## [Written problem a]
Format the saved data entries as a numbered list, starting with the line containing "Locate every instance of the blue" and continuing through the last entry. Include both ends and omit any blank lines.

## [Passage shown]
········
Fighting Fatigue

The end of the year is almost upon us and I hope its been good for all three readers out there. 😉

The past weeks I’ve been confronted with the question about how to carry on after the initial enthusiasm and inertia fades.

What I love about working with Daniel is the how he manages to simply keep up. If one of us has an idea, we can bounce it around in a couple of sentences so that we share the understanding of what it is we want, and within a day or two I’ll usually get a functioning version of what was asked for. Which by the way is then never really what I want, but the speed of it leads to excitement of possibilites and further discussion on how the feature should really be. The improvements follow just as quickly afterwards. It all creates a really continuous back and forth where development is in flow and I get to see something not just taking form but becoming quite highly polished in an incredibly short space of time. That itself creates a game of enthusiasm and inertia. The product becomes a veritable firework display of new functionality, enhancements and UI changes.

The problem comes when that cycle stops. It happens for any number of reasons, but when it does it can be incredibly hard to get back into the same sort of flow.

I recently hit this wall with our App. I took time to thinking hard over the past couple of weeks why.
The idea for the app is simple. The App itself has become a miniature work of art. But I found that I was ignoring it and was really trying to understand the reasons behind it.

The answer was relatively simple, I no longer engage with the app because i’m bored with it. It does what I want it to do. The solution is far more tricky, because I saw it as not just about how I deal with the app, but every users engagement. How do you keep a users interest high enough to keep on coming back? As the designer its a simple task to ask for new features or changes to be made. A normal person doesn’t have that ability and yet we expect them to come back each day and use it, how?
········
Saved data entries:
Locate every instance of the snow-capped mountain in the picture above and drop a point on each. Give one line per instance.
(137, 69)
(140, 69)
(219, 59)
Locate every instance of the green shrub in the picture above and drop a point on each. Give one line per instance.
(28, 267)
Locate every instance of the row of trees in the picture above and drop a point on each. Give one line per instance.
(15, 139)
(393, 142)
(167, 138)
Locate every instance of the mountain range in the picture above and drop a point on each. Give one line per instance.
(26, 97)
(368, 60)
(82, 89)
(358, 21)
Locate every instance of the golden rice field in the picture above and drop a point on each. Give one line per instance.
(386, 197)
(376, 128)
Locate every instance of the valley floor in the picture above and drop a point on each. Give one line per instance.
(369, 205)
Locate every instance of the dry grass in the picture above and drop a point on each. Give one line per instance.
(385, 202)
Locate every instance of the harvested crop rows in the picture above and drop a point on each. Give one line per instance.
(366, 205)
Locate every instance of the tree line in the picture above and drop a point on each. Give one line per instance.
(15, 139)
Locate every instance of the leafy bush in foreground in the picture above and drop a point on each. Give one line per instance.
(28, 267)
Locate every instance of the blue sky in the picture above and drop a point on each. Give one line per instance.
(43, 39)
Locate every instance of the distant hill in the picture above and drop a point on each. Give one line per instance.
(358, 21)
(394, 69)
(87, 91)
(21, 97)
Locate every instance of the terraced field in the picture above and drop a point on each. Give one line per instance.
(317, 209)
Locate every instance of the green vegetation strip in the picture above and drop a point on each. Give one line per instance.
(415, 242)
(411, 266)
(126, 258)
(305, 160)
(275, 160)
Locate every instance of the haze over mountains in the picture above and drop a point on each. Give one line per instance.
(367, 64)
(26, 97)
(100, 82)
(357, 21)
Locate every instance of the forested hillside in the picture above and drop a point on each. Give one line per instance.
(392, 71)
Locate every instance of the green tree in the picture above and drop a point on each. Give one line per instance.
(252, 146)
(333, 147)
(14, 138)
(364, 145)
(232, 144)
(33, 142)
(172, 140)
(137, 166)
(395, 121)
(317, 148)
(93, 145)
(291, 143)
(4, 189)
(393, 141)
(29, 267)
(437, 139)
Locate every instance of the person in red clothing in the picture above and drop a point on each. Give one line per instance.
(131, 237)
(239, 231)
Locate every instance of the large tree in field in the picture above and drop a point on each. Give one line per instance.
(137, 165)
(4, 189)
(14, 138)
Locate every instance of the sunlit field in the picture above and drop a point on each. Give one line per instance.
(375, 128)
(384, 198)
········
## [Written problem b]
List every item that the post on fighting fatigue says makes the product "a veritable firework display."

## [Response a]
1. Locate every instance of the blue sky in the picture above and drop a point on each. Give one line per instance.
2. (43, 39)
3. Locate every instance of the distant hill in the picture above and drop a point on each. Give one line per instance.
4. (358, 21)
5. (394, 69)
6. (87, 91)
7. (21, 97)
8. Locate every instance of the terraced field in the picture above and drop a point on each. Give one line per instance.
9. (317, 209)
10. Locate every instance of the green vegetation strip in the picture above and drop a point on each. Give one line per instance.
11. (415, 242)
12. (411, 266)
13. (126, 258)
14. (305, 160)
15. (275, 160)
16. Locate every instance of the haze over mountains in the picture above and drop a point on each. Give one line per instance.
17. (367, 64)
18. (26, 97)
19. (100, 82)
20. (357, 21)
21. Locate every instance of the forested hillside in the picture above and drop a point on each. Give one line per instance.
22. (392, 71)
23. Locate every instance of the green tree in the picture above and drop a point on each. Give one line per instance.
24. (252, 146)
25. (333, 147)
26. (14, 138)
27. (364, 145)
28. (232, 144)
29. (33, 142)
30. (172, 140)
31. (137, 166)
32. (395, 121)
33. (317, 148)
34. (93, 145)
35. (291, 143)
36. (4, 189)
37. (393, 141)
38. (29, 267)
39. (437, 139)
40. Locate every instance of the person in red clothing in the picture above and drop a point on each. Give one line per instance.
41. (131, 237)
42. (239, 231)
43. Locate every instance of the large tree in field in the picture above and drop a point on each. Give one line per instance.
44. (137, 165)
45. (4, 189)
46. (14, 138)
47. Locate every instance of the sunlit field in the picture above and drop a point on each. Give one line per instance.
48. (375, 128)
49. (384, 198)

## [Response b]
New functionality, enhancements, UI changes